[Stored items]

|---|

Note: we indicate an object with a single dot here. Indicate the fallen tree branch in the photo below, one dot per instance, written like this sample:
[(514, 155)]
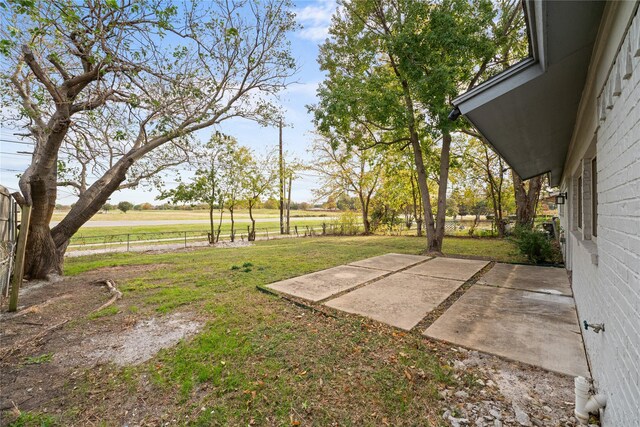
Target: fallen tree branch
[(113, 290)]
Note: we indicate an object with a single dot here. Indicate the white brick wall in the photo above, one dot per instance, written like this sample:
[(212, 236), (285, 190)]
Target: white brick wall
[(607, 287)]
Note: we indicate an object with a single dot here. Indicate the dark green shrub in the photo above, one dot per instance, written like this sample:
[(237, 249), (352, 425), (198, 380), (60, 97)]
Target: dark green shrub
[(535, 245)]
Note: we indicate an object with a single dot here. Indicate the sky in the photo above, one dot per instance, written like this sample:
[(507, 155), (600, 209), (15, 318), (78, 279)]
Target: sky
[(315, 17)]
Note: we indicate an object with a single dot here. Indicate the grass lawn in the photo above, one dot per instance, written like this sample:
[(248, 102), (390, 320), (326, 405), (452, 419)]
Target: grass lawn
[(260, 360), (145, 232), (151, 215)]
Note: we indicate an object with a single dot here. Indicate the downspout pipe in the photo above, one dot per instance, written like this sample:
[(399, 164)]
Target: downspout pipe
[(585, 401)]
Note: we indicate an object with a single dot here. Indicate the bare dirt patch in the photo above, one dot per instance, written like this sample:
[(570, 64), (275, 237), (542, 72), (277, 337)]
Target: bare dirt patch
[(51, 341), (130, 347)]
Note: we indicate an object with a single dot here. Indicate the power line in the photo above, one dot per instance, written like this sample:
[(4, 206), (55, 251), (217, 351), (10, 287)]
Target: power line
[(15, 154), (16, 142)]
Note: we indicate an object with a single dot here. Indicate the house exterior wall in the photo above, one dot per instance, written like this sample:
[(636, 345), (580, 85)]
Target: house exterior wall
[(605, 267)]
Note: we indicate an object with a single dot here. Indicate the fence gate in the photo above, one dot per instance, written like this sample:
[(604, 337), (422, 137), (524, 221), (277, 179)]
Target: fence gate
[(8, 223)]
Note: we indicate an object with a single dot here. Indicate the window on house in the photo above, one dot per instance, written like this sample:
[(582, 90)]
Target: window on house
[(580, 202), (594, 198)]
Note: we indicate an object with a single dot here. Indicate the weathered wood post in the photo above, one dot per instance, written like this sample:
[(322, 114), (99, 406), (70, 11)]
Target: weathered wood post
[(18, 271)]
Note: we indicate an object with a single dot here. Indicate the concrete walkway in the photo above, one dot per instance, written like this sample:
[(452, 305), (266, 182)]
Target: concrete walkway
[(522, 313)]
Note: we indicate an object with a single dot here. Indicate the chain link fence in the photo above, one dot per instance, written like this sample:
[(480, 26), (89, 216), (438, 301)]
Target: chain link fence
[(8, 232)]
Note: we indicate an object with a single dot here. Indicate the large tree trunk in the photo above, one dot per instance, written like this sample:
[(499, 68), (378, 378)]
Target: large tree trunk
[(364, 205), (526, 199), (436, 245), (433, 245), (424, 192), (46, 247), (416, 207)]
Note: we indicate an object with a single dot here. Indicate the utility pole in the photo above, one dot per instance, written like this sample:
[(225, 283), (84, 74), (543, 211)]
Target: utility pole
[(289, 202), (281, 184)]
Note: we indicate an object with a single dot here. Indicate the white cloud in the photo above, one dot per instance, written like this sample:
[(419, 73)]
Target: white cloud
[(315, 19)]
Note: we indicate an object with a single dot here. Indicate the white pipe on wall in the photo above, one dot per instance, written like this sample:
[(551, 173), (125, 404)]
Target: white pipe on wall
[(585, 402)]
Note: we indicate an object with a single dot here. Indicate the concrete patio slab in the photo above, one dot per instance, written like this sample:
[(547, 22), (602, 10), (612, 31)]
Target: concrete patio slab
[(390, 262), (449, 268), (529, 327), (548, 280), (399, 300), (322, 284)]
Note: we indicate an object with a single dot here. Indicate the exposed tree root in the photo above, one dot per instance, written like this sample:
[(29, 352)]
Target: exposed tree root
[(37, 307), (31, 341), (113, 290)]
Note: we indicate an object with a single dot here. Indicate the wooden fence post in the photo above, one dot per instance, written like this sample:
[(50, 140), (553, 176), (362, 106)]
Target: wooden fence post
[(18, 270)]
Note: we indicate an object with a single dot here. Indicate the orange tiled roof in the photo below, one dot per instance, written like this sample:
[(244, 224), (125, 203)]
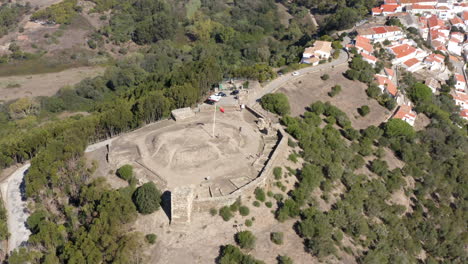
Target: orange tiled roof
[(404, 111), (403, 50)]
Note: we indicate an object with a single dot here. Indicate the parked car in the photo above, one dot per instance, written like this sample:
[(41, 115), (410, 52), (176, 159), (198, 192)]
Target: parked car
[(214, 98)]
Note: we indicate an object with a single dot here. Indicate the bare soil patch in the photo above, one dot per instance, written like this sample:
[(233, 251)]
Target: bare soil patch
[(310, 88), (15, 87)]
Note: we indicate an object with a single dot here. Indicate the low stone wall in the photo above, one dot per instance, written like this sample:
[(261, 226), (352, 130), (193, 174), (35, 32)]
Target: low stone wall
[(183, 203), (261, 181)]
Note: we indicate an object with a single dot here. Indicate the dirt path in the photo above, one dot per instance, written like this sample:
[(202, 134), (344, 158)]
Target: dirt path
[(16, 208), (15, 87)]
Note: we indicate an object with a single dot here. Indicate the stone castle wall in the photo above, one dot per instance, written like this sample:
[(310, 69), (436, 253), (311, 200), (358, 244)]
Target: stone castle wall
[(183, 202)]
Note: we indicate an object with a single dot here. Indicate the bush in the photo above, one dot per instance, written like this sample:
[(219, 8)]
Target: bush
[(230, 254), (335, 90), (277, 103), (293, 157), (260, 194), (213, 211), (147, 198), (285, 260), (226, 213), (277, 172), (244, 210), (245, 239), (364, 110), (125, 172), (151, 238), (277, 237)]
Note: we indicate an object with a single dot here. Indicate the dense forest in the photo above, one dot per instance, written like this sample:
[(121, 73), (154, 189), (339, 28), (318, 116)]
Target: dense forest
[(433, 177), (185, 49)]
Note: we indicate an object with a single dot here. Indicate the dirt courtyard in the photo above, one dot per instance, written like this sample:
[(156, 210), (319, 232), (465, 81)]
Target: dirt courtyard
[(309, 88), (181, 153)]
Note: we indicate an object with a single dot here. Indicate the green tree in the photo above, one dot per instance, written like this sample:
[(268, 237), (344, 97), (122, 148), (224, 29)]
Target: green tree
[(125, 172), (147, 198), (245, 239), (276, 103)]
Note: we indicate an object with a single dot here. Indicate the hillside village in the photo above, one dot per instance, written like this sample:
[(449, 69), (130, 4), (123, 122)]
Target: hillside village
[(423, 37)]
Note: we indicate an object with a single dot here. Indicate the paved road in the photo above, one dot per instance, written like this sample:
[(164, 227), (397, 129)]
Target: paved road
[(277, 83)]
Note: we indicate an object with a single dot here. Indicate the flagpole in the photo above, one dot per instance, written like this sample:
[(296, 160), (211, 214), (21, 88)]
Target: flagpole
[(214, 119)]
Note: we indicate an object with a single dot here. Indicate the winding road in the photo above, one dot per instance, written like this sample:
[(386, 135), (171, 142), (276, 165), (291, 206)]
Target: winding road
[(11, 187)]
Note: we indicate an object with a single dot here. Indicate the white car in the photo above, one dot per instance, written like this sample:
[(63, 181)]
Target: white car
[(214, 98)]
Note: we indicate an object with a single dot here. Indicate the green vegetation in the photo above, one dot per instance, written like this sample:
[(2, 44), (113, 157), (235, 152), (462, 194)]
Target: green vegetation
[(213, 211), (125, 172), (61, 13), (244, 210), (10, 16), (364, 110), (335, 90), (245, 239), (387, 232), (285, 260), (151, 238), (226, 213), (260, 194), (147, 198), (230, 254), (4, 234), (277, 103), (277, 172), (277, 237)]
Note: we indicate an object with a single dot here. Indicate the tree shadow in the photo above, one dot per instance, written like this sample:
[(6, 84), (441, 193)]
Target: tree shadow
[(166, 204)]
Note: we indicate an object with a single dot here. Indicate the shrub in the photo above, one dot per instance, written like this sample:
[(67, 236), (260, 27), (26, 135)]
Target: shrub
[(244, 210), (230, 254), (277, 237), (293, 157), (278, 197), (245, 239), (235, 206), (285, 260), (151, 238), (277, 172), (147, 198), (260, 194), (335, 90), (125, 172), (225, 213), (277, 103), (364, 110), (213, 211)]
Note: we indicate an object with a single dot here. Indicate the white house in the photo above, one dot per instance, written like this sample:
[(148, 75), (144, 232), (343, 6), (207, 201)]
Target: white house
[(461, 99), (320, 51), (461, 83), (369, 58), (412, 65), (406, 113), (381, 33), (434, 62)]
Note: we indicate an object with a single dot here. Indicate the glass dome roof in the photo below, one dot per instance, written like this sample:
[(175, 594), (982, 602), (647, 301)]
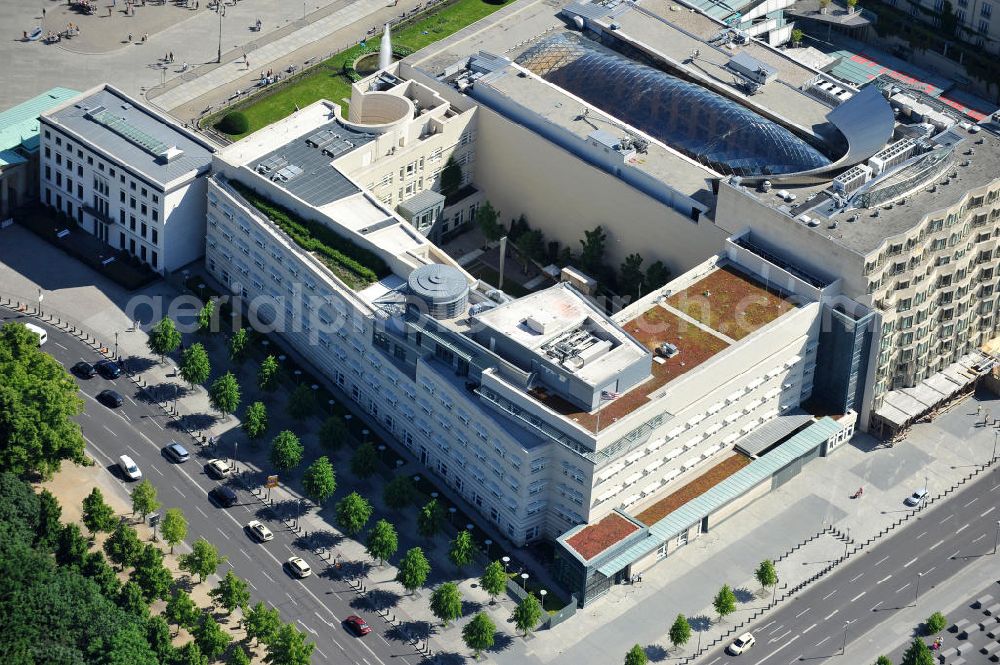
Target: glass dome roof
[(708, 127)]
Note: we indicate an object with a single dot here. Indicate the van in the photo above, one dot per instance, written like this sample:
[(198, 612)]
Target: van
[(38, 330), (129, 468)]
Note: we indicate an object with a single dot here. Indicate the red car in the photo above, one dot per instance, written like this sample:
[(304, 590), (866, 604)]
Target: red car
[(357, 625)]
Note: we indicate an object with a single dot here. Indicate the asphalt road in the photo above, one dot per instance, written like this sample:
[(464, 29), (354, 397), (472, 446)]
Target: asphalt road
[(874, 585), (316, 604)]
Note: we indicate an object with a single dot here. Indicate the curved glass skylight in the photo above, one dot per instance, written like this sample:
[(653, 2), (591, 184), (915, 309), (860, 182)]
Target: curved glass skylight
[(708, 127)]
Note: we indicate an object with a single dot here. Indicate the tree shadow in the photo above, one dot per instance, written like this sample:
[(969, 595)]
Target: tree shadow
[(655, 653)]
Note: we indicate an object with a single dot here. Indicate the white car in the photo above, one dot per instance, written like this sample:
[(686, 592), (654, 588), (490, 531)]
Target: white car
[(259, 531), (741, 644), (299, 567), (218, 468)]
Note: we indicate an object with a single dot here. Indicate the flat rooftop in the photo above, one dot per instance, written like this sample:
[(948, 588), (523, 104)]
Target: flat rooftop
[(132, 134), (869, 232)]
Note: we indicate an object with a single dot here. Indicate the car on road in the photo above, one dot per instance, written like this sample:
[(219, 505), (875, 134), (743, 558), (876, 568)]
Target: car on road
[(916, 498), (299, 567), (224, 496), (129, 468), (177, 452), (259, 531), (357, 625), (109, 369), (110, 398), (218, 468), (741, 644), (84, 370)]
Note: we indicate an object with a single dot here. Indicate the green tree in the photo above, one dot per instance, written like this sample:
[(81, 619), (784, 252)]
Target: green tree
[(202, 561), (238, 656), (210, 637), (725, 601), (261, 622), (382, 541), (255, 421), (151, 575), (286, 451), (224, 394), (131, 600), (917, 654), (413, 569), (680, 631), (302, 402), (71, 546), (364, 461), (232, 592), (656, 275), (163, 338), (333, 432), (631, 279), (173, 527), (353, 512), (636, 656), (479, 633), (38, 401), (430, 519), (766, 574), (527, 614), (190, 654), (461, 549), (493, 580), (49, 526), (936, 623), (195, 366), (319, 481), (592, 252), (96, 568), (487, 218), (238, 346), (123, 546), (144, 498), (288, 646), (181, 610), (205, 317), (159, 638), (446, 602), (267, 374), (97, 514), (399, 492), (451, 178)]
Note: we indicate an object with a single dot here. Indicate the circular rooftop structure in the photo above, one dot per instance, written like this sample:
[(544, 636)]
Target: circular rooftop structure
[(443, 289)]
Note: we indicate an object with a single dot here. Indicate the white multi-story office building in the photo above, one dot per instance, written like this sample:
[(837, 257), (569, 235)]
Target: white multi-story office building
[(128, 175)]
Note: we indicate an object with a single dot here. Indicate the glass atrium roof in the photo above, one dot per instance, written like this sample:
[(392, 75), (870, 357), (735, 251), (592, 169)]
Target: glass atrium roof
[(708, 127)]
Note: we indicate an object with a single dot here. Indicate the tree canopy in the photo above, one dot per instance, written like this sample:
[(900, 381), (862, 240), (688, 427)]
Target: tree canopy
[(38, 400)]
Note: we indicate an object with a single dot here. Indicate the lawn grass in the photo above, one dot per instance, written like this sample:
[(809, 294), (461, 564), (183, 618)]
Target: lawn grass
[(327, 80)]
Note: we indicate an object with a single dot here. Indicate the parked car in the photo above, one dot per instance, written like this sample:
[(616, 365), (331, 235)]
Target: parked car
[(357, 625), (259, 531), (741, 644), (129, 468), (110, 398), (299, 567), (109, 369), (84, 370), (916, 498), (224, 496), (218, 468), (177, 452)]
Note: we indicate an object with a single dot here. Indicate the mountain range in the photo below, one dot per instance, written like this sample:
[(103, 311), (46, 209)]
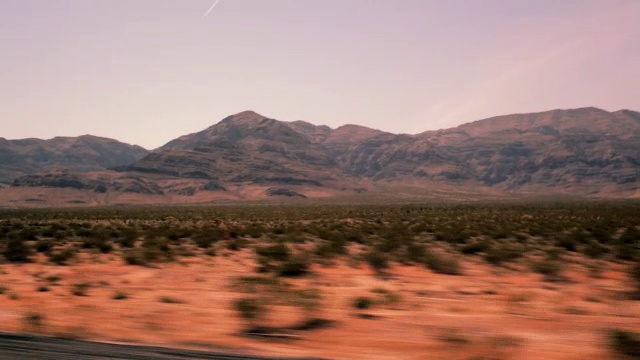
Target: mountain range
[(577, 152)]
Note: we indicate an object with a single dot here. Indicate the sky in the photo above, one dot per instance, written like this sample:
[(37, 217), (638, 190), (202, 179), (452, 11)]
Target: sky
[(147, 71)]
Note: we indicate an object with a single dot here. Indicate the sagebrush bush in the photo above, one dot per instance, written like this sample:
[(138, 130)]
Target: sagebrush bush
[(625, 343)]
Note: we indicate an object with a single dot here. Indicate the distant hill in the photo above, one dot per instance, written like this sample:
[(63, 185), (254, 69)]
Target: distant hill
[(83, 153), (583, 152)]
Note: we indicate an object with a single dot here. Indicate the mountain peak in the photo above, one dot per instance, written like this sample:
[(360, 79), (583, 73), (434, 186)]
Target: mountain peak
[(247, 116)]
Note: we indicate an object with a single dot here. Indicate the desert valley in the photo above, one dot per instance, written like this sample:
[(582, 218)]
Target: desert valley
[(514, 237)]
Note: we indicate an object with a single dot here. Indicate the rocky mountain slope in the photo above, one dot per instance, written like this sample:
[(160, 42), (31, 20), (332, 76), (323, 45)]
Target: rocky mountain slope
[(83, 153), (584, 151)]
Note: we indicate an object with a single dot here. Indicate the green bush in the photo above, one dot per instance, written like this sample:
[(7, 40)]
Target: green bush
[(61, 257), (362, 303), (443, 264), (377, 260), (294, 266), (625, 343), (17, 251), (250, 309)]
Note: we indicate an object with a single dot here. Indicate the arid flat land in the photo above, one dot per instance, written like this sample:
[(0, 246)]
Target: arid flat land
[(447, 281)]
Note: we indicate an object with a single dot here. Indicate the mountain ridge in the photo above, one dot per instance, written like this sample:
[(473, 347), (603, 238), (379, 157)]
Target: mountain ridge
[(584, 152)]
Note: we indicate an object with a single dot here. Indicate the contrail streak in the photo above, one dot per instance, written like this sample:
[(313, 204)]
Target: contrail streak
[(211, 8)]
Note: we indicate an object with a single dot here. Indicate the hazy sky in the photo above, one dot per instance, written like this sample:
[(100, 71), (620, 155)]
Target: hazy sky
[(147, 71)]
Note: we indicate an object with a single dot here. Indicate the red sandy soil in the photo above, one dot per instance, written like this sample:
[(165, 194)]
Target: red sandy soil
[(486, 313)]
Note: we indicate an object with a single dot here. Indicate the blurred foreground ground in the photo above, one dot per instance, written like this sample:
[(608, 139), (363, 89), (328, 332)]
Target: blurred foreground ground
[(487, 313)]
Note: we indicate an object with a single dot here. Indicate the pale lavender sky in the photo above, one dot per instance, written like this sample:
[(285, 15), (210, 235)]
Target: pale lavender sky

|---|

§ **STATED PROBLEM**
Copy verbatim the lines above, starting with the line containing "Indicate the arid" and going on through the line containing "[(447, 281)]", both included.

§ **ANSWER TO THE PROBLEM**
Note: we indicate an object with a single dot here. Indicate the arid flat land in the photo above, one dot per instance, written like this sample:
[(0, 246)]
Target: arid flat land
[(447, 281)]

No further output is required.